---------- Dataset records ----------

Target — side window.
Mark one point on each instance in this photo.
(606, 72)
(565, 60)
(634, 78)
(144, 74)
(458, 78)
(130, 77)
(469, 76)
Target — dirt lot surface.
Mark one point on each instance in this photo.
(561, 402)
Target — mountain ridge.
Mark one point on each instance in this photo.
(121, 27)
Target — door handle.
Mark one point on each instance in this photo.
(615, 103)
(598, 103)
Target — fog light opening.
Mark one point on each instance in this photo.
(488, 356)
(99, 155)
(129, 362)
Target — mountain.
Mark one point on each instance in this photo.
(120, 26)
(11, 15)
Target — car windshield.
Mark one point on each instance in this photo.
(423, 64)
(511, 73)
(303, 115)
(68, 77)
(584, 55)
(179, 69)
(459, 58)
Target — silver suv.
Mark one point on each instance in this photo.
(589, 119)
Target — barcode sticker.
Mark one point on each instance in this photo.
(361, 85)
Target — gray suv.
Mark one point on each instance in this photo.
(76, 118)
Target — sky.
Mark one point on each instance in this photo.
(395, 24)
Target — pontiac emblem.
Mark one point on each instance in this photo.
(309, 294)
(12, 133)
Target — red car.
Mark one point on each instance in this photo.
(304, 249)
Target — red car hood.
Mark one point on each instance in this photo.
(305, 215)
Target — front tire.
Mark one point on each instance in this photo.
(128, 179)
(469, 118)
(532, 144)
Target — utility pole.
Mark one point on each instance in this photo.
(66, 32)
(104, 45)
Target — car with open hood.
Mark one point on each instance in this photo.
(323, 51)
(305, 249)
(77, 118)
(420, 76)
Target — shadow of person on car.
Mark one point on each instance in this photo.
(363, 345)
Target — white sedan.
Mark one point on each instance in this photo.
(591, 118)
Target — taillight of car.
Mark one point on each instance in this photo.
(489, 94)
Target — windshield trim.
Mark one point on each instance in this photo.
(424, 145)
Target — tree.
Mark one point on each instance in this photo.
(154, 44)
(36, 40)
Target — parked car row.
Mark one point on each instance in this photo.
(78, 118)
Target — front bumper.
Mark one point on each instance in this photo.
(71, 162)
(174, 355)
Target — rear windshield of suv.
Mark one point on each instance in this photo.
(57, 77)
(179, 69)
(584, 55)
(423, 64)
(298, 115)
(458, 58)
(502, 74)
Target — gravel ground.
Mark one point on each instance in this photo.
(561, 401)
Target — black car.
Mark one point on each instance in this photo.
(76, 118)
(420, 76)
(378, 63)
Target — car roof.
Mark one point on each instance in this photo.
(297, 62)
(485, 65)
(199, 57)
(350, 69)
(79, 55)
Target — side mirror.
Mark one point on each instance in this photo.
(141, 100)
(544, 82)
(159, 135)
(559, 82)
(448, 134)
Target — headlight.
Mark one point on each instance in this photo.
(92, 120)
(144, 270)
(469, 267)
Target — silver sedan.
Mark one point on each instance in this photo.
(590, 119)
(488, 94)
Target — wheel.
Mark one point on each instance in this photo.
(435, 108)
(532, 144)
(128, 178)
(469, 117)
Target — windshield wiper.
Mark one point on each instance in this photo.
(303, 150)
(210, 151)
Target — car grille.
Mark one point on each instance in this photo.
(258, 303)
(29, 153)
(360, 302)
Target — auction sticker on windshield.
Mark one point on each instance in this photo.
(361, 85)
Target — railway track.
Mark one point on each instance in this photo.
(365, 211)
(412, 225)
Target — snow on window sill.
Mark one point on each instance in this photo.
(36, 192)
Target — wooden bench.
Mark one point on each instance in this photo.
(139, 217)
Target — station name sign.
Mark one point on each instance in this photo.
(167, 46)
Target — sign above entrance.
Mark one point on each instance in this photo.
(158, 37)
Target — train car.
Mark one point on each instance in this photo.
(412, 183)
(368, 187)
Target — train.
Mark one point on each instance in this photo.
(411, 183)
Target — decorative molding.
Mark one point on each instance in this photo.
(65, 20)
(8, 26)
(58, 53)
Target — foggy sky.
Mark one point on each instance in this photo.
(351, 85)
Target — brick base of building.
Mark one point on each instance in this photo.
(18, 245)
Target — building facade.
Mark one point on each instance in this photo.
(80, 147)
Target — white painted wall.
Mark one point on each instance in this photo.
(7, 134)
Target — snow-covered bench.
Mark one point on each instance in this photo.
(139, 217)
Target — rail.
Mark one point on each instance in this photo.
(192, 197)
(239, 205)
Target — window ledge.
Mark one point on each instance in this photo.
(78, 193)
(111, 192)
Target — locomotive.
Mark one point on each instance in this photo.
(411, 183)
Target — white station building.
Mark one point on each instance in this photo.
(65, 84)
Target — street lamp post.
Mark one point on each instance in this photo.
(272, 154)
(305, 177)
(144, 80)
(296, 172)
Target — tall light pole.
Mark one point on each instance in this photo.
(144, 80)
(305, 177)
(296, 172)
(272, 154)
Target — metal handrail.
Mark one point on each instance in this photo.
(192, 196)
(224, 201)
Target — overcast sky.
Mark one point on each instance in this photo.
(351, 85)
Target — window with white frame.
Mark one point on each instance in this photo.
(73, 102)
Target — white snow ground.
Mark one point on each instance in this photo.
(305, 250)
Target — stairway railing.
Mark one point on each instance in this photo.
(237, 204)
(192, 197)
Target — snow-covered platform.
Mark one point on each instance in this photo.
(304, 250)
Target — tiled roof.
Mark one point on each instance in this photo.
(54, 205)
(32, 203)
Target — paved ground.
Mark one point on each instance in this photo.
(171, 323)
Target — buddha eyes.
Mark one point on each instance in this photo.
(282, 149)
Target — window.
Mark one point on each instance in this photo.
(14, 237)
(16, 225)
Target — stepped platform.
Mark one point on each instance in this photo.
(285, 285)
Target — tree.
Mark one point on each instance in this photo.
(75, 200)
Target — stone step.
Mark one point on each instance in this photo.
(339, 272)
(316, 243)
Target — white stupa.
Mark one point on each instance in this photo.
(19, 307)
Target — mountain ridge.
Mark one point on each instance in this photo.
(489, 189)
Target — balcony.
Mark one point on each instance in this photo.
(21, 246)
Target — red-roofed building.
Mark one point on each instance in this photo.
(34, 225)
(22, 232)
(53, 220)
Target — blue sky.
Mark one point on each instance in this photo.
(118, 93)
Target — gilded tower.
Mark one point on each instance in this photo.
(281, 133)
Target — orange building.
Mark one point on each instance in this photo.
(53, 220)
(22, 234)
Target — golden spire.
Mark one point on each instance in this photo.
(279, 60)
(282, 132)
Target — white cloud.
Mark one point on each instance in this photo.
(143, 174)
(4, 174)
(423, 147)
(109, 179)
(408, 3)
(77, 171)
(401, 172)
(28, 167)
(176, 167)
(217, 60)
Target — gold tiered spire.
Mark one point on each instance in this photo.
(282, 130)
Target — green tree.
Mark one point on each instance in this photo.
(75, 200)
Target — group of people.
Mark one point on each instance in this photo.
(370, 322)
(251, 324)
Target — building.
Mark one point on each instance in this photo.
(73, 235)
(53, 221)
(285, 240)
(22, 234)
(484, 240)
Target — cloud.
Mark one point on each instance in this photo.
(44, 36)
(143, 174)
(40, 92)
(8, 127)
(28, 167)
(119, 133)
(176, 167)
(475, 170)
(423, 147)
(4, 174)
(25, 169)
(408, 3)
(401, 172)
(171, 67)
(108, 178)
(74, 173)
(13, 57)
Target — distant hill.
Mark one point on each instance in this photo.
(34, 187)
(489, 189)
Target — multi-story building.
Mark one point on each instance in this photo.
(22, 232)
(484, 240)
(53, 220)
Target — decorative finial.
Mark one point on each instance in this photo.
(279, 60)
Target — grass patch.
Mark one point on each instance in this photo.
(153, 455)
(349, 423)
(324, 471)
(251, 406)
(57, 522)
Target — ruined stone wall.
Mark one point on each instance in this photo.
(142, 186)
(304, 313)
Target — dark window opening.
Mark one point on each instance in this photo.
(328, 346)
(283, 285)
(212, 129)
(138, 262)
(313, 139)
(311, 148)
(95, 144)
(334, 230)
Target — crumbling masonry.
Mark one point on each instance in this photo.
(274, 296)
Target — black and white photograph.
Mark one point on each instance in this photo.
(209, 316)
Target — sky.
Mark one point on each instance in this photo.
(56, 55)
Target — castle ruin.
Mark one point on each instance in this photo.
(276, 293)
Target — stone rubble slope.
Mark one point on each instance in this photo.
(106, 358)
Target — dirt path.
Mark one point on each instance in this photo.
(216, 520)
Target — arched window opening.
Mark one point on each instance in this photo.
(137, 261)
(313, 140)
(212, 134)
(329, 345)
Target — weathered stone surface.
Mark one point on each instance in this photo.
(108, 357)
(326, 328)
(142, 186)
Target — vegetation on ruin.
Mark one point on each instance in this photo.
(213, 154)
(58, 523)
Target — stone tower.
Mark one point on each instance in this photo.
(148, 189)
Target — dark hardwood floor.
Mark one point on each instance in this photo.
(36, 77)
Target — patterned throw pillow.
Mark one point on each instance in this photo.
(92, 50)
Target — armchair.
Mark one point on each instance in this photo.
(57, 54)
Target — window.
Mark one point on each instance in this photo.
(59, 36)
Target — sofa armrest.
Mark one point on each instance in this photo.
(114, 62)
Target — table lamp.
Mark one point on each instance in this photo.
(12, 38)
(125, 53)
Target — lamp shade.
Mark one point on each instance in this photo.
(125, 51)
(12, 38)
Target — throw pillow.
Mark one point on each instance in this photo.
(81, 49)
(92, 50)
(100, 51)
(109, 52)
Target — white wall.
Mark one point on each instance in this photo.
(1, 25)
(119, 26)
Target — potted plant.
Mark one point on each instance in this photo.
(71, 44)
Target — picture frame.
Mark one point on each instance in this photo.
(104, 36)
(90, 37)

----------

Your task is to retype the entries verbatim, starting with the line that holds "Target — crumbling masonry." and stopping after the line that holds "Target — stone tower.".

Target — crumbling masonry.
Mark one point on each instance in this photo.
(274, 296)
Target — black and white photograph.
Mark one point on each instance in this photo.
(209, 316)
Target — sky.
Mark one point on each instance in this photo.
(56, 55)
Target — castle ruin.
Mark one point on each instance in this photo.
(276, 293)
Target — stone rubble slope.
Mark one point on each instance in this photo.
(106, 358)
Target — dirt path.
Mark one point on each instance in this photo.
(216, 520)
Target — arched window opening.
Mark one point on each instance in this photo.
(137, 261)
(313, 140)
(212, 134)
(329, 345)
Target — weathered stone surface.
Mark one point on each instance in this photo.
(108, 357)
(326, 328)
(142, 186)
Target — vegetation on ruin.
Mark one point on each instance in this photo.
(213, 154)
(58, 523)
Target — stone tower.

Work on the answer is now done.